Segmentation mask data
___

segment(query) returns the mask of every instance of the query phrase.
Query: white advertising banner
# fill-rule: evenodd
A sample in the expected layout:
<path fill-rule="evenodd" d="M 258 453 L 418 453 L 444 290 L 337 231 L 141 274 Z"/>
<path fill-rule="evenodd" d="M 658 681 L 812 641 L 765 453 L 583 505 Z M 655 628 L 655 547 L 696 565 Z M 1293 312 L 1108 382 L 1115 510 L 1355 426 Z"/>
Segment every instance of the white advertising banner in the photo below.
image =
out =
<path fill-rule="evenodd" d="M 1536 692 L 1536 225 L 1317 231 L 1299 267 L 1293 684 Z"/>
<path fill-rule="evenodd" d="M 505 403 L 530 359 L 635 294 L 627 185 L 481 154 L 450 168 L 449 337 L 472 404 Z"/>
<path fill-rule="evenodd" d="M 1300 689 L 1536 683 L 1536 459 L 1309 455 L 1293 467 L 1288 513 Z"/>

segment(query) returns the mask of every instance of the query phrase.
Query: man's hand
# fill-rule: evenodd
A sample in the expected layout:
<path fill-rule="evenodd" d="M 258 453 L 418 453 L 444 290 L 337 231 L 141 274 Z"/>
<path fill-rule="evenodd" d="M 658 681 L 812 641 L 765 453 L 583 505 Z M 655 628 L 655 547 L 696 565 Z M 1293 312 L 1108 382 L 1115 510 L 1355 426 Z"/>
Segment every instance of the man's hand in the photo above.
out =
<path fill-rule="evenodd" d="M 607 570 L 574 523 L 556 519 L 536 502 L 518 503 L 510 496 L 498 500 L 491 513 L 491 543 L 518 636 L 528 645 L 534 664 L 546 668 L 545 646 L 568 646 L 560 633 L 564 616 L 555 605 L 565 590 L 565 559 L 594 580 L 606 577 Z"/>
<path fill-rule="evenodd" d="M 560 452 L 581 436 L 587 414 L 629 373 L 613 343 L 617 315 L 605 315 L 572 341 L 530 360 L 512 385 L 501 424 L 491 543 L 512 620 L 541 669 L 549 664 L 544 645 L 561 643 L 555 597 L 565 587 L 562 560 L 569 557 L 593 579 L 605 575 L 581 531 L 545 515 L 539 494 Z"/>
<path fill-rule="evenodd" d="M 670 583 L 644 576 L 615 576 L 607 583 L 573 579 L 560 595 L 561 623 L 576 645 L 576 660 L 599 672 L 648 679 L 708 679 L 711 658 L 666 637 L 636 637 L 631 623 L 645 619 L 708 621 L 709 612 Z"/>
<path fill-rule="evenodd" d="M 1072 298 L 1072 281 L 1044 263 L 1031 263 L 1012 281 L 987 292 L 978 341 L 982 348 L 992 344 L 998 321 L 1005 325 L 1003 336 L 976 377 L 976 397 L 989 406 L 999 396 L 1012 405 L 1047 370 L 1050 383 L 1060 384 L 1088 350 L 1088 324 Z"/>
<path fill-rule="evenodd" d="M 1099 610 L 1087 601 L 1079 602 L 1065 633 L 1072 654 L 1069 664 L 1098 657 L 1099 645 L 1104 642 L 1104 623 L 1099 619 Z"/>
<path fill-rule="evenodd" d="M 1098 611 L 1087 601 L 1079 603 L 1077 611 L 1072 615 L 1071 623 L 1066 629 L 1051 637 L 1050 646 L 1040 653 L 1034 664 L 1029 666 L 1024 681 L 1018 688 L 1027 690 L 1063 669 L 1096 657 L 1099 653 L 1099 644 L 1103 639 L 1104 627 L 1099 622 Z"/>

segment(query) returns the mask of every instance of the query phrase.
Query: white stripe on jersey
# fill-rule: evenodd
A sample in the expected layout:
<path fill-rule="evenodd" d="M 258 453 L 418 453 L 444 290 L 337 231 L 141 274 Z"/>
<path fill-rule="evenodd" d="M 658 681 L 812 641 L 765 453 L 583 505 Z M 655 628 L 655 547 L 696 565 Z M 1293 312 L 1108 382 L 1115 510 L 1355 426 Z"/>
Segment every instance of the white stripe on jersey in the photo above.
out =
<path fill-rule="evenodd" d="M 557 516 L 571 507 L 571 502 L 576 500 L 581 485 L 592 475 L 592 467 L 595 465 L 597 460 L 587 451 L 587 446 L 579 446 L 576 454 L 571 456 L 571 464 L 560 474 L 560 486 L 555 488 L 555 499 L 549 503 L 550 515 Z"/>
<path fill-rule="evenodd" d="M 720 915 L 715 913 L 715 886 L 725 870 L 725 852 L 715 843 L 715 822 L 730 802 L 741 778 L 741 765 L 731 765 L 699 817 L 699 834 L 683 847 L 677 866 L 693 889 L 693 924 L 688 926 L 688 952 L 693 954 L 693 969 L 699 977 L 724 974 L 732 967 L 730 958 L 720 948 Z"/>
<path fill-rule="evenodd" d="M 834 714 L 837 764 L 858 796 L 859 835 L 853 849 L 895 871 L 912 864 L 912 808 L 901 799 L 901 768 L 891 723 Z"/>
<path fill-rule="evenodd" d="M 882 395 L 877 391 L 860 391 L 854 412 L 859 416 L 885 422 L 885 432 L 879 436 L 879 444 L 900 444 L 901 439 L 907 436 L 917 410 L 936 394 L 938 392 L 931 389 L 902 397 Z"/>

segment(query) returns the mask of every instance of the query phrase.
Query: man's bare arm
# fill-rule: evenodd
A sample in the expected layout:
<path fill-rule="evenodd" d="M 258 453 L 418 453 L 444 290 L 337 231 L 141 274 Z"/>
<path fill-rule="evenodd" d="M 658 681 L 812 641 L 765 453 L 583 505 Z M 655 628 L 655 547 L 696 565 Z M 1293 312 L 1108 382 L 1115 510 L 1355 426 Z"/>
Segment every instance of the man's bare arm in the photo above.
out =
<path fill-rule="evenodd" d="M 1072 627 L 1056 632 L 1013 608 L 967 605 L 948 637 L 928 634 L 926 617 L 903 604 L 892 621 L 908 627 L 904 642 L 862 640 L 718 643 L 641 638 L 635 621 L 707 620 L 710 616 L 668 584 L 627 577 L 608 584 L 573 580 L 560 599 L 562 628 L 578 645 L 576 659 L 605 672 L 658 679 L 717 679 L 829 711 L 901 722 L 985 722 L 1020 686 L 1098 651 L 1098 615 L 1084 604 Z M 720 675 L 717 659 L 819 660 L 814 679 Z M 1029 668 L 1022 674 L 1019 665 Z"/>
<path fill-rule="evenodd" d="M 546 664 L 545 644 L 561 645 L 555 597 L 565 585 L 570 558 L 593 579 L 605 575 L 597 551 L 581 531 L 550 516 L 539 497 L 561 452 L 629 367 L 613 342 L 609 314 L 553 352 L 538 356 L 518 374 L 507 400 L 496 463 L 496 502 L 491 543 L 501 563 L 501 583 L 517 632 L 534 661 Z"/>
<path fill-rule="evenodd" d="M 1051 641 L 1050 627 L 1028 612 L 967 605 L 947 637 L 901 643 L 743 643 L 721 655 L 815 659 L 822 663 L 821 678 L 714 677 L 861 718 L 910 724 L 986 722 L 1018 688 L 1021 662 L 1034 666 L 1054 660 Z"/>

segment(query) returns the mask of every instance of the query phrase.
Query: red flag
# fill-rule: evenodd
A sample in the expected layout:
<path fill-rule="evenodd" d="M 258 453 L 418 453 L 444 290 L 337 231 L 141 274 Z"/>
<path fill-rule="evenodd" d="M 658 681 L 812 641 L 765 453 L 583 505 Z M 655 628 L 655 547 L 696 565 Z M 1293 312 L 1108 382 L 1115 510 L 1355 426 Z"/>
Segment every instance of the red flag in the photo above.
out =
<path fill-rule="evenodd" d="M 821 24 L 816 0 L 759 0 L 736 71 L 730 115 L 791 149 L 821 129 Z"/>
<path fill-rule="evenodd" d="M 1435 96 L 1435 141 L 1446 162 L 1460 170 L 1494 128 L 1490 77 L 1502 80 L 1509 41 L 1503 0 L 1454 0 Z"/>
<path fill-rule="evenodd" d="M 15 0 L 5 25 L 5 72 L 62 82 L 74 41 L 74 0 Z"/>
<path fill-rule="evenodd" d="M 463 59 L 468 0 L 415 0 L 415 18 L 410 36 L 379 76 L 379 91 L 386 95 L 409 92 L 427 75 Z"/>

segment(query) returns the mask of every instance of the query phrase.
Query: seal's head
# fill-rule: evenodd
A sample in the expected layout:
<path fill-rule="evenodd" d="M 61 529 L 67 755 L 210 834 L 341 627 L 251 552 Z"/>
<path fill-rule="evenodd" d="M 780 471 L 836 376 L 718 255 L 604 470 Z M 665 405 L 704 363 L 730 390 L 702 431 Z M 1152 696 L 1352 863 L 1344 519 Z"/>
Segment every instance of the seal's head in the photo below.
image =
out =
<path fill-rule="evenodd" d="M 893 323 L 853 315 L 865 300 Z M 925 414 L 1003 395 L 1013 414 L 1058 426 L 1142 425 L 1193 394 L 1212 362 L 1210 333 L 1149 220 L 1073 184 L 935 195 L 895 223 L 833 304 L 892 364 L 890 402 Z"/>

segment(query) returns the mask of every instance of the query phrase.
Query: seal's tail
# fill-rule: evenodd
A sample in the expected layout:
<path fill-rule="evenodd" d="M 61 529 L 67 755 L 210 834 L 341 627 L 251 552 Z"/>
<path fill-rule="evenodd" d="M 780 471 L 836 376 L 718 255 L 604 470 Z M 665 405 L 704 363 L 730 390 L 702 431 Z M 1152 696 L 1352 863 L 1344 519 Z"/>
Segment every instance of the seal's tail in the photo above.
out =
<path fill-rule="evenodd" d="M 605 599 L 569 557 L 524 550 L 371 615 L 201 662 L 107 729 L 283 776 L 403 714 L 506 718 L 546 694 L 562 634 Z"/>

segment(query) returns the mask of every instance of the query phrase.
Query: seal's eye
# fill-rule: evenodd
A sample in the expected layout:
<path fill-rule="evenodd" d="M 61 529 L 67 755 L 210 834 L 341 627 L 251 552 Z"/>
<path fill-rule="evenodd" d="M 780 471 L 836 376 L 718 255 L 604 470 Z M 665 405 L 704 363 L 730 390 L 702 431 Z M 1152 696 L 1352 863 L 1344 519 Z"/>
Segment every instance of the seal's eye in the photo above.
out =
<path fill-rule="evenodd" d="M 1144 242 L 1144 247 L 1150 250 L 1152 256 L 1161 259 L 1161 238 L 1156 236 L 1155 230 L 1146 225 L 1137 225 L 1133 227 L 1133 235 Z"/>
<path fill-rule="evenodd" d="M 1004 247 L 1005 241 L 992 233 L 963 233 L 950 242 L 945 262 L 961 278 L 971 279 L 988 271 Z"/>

___

◆ WORK INSTRUCTIONS
In the entries above, the lines from the one bearing "Query: seal's tail" up to and including the one bearing "Segment every instance of the seal's tail" should be transcribed exactly; no other line is wanted.

◆ OUTPUT
Query: seal's tail
# fill-rule: evenodd
A sample in the expected layout:
<path fill-rule="evenodd" d="M 61 529 L 67 755 L 210 834 L 341 627 L 251 552 Z"/>
<path fill-rule="evenodd" d="M 780 471 L 836 376 L 718 255 L 604 470 Z M 665 405 L 704 363 L 730 390 L 702 431 Z M 1152 696 L 1352 863 L 1344 519 Z"/>
Segment every instance of the seal's tail in the photo above.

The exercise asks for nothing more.